[Entries drawn from a collection]
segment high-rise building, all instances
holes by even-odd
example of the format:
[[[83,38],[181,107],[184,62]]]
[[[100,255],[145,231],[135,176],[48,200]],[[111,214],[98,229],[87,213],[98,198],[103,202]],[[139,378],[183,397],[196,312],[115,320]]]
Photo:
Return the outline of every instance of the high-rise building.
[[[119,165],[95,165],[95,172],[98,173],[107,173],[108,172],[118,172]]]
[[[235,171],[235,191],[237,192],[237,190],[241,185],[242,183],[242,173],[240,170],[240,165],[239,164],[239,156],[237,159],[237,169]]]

→ **WHAT THIS TASK INVOLVES**
Can you output every line of the records above, unchanged down to the last character?

→ **RESULT**
segment high-rise building, all instances
holes by even-odd
example of the format:
[[[83,38],[181,107],[184,62]]]
[[[100,255],[145,231],[135,176],[48,200]],[[111,214],[98,229],[87,213],[98,198],[103,202]],[[139,378],[183,397],[196,312],[115,320]]]
Photo:
Return the outline of every instance of the high-rise building.
[[[119,165],[95,165],[95,172],[98,173],[107,173],[108,172],[118,172]]]
[[[235,171],[235,191],[237,192],[237,190],[241,185],[242,183],[242,173],[240,170],[240,165],[239,164],[239,156],[237,159],[237,169]]]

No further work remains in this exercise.